Directive 1
Set down the text on Laval's remarks about Germany, the United States and war guilt in full, word for word.
───── Text under study ─────
Laval is convinced that Germany has no intention to crush France. He said that he told Abetz that if such an intention lurked somewhere in the German mind it was fundamentally an error. France is defeated and Germany can for the moment trample on her at will. If she does the cycle will revolve and sooner or later, but inevitably, the French people will find ways and means of working the destruction of Germany.

Laval left Paris assured that the Germans entertain no such notion but that their plan contemplates a European federation of states in which France will play an important role compatible with its dignity and tradition.

Abetz left immediately for a conference with Hitler which extended over several days. Laval was due to return to Paris July 30 but the Germans have suggested that he postpone his return until the end of this week as the Fuehrer with his multiple preoccupations of the moment has not had time to study all of the subjects which were discussed by Laval. These subjects related principally to the economic life of the country which Laval emphasized could not continue without the resumption of free transport between the occupied and unoccupied zones.

Laval said he hoped for a better understanding on the part of the United States of France’s problems. He said that in selecting Henry-Haye as French Ambassador in Washington he had particularly in mind that Henry-Haye was better qualified than any Frenchman he knew to explain to Americans the terrible defeat which France has suffered and its need for American sympathy and support in the solution of the hard problems which face it.

I asked Laval about the program concerning war guilt and he said that Mandel6 who is now under detention at Mek [Meknès], Daladier,7 Reynaud,8 Blum,9 Léger10 and many others would be tried before the [Page 379] tribunals established for this purpose. He said “I do not want their lives but the country demands that the responsibility for the errors committed in persuading France to enter the war for which she was not prepared and the aims of which she did not clearly understand be fixed and that those responsible be punished. If this is not done voluntarily by the Government in an orderly fashion the country will rise up and accomplish it by revolutionary force and violence.” Daladier, he said, is undoubtedly an honest man but it is clearly demonstrated that he is incompetent and as Minister of War for a period of 4 years his responsibility is unquestionable.
───── Records provided ─────
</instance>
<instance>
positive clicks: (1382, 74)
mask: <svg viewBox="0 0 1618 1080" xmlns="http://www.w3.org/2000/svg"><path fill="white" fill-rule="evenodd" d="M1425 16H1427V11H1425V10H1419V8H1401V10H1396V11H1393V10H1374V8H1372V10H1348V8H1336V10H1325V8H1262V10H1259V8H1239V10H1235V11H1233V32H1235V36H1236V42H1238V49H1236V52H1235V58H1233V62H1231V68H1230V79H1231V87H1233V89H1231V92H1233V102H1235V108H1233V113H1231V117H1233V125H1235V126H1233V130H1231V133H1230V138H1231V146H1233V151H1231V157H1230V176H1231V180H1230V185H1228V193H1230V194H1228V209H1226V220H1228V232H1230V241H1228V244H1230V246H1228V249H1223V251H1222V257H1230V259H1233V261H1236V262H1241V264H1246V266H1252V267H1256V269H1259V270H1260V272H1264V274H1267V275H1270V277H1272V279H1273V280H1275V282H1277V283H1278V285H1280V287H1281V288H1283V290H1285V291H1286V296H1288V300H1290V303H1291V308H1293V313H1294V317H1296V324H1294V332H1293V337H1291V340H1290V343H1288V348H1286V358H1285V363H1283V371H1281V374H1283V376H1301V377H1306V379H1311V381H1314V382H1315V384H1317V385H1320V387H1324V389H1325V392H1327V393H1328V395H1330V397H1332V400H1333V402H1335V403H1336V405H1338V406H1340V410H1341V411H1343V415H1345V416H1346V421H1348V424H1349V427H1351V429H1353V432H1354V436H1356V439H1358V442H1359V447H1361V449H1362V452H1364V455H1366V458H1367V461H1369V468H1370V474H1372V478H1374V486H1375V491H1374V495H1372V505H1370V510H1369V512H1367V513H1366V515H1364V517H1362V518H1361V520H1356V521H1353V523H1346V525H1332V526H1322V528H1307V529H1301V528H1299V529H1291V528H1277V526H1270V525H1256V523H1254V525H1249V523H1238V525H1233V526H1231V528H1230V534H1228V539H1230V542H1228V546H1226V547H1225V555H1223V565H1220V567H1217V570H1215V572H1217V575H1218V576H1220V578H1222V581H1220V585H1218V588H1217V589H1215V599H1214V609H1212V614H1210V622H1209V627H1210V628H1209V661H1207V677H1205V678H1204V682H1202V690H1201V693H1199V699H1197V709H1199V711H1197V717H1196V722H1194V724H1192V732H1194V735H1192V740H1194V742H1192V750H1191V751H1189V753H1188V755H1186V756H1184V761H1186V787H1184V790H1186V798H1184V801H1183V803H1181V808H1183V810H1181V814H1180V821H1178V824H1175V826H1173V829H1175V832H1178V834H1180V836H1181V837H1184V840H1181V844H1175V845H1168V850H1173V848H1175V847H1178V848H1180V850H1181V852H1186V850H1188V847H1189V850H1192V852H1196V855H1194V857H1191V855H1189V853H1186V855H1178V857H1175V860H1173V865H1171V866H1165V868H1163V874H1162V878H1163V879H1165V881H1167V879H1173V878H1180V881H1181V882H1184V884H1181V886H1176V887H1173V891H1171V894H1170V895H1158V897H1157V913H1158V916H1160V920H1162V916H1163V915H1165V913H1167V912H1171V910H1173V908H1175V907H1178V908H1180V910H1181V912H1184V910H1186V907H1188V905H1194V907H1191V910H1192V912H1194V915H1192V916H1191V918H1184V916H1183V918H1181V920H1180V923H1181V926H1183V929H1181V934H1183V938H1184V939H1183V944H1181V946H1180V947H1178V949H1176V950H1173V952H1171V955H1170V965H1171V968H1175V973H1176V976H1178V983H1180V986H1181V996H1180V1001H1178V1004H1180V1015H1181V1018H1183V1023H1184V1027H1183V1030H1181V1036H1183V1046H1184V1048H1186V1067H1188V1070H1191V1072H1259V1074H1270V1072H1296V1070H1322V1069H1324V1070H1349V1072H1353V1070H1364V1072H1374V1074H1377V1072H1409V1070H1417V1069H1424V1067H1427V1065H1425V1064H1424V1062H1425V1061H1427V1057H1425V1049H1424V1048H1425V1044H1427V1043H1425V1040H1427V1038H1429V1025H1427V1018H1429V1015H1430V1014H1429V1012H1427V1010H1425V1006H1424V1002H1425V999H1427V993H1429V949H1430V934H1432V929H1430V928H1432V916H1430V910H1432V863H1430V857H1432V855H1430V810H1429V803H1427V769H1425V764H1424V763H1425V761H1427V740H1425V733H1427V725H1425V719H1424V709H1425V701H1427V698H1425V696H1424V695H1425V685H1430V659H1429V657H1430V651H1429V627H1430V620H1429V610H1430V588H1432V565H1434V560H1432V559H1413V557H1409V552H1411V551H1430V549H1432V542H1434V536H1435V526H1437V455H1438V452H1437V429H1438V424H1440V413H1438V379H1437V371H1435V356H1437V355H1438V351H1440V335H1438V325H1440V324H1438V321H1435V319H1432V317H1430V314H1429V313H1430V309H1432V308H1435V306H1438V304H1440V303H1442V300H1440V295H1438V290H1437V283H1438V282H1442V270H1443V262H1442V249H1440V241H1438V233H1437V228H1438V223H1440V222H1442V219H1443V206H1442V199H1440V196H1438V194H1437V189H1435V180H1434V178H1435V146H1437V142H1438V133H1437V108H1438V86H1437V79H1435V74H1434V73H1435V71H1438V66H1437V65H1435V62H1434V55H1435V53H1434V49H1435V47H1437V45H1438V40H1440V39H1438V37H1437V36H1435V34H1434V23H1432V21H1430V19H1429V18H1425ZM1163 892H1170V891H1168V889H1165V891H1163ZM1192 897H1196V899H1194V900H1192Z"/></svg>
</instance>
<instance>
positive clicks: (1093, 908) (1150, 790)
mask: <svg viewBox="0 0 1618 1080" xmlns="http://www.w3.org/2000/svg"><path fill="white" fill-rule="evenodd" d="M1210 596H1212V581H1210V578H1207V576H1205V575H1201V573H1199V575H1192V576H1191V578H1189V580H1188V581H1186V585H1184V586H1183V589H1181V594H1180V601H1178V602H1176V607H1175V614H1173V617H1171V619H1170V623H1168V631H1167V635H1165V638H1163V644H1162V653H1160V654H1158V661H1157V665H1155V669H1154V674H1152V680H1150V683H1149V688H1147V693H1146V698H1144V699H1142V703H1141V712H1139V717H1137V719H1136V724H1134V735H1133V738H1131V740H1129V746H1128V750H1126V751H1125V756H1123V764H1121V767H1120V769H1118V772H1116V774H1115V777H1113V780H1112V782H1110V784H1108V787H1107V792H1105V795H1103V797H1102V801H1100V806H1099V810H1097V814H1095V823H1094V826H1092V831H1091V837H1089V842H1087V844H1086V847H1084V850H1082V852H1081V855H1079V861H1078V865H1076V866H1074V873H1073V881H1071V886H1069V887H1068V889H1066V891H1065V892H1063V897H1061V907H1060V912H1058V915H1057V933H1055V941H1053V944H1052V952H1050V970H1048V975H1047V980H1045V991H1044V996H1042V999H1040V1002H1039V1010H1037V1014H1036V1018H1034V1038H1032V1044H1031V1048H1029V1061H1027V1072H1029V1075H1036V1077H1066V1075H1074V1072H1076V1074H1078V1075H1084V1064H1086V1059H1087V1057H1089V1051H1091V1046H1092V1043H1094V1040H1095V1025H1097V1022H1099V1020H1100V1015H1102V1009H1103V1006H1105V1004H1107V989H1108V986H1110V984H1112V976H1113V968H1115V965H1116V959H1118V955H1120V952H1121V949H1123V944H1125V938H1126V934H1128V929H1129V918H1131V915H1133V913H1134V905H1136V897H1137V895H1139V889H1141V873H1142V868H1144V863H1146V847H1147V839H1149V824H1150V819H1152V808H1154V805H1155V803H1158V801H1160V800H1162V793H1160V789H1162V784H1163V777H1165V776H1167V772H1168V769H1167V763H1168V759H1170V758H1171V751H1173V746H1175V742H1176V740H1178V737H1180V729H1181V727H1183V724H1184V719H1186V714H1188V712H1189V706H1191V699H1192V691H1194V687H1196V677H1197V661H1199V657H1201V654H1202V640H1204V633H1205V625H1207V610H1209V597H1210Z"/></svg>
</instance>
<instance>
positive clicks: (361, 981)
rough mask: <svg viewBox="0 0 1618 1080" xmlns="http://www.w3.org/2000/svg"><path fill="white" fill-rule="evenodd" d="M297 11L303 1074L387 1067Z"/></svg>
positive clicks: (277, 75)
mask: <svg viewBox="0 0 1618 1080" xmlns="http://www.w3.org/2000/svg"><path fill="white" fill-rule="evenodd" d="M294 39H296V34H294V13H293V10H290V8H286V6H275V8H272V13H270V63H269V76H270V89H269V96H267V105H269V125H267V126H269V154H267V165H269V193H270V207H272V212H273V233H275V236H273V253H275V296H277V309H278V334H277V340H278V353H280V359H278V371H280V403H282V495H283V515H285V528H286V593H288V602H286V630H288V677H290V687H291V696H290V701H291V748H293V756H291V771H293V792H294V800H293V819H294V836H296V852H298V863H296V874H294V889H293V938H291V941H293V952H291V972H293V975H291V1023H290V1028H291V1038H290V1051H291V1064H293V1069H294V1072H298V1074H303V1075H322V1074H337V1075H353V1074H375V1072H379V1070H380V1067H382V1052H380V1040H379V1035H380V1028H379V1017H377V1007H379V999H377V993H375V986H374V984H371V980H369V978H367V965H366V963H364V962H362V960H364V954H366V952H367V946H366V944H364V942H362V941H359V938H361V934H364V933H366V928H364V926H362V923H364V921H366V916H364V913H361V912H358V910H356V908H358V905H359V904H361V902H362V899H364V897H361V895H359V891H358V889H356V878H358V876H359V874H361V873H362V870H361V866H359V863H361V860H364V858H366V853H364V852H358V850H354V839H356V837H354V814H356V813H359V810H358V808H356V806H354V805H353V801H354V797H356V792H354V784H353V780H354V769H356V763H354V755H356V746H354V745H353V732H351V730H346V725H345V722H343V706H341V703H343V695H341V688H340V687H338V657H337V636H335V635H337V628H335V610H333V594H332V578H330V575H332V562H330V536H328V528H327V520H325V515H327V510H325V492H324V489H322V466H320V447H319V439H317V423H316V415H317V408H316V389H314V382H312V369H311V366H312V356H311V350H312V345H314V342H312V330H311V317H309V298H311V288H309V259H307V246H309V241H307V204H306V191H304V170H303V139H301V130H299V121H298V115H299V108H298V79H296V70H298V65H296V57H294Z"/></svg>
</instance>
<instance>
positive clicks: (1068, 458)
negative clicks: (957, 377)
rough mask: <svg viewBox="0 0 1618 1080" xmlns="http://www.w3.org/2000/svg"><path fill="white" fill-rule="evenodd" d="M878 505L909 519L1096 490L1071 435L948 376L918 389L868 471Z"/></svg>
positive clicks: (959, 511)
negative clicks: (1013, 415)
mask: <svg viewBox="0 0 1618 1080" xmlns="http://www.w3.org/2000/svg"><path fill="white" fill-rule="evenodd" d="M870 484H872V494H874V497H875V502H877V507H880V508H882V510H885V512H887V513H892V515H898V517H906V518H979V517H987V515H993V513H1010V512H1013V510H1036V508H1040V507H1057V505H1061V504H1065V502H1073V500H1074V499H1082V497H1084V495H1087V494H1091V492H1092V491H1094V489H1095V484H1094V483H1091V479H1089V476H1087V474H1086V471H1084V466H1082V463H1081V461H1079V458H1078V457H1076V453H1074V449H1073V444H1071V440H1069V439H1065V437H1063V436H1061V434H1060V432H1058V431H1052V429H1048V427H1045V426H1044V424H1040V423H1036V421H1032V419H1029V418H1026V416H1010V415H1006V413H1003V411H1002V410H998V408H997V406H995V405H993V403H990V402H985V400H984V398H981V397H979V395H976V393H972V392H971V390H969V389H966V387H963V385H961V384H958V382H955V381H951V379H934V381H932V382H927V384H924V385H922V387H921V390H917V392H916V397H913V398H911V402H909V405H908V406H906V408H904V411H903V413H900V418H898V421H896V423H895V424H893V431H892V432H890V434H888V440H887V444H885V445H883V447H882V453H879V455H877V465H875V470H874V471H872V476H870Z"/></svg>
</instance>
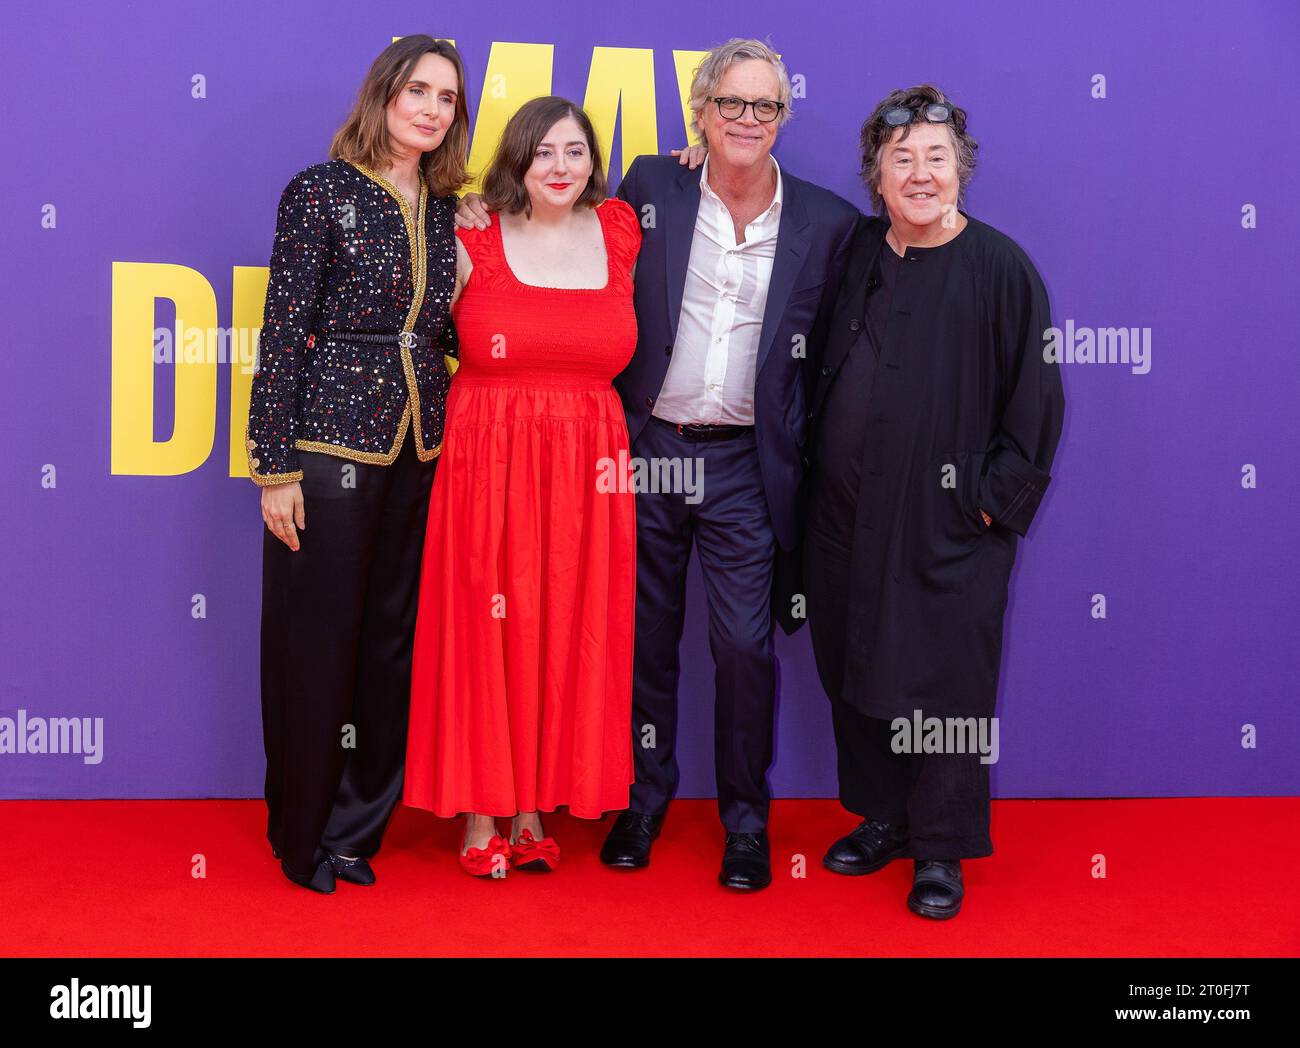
─────
Directive 2
Return every line of the listing that contains the string "negative".

Task response 1
Laval is convinced that Germany has no intention to crush France. He said that he told Abetz that if such an intention lurked somewhere in the German mind it was fundamentally an error. France is defeated and Germany can for the moment trample on her at will. If she does the cycle will revolve and sooner or later, but inevitably, the French people will find ways and means of working the destruction of Germany.

Laval left Paris assured that the Germans entertain no such notion but that their plan contemplates a European federation of states in which France will play an important role compatible with its dignity and tradition.

Abetz left immediately for a conference with Hitler which extended over several days. Laval was due to return to Paris July 30 but the Germans have suggested that he postpone his return until the end of this week as the Fuehrer with his multiple preoccupations of the moment has not had time to study all of the subjects which were discussed by Laval. These subjects related principally to the economic life of the country which Laval emphasized could not continue without the resumption of free transport between the occupied and unoccupied zones.

Laval said he hoped for a better understanding on the part of the United States of France’s problems. He said that in selecting Henry-Haye as French Ambassador in Washington he had particularly in mind that Henry-Haye was better qualified than any Frenchman he knew to explain to Americans the terrible defeat which France has suffered and its need for American sympathy and support in the solution of the hard problems which face it.

I asked Laval about the program concerning war guilt and he said that Mandel6 who is now under detention at Mek [Meknès], Daladier,7 Reynaud,8 Blum,9 Léger10 and many others would be tried before the [Page 379] tribunals established for this purpose. He said “I do not want their lives but the country demands that the responsibility for the errors committed in persuading France to enter the war for which she was not prepared and the aims of which she did not clearly understand be fixed and that those responsible be punished. If this is not done voluntarily by the Government in an orderly fashion the country will rise up and accomplish it by revolutionary force and violence.” Daladier, he said, is undoubtedly an honest man but it is clearly demonstrated that he is incompetent and as Minister of War for a period of 4 years his responsibility is unquestionable.

Task response 2
negative clicks: (957, 377)
negative clicks: (1013, 415)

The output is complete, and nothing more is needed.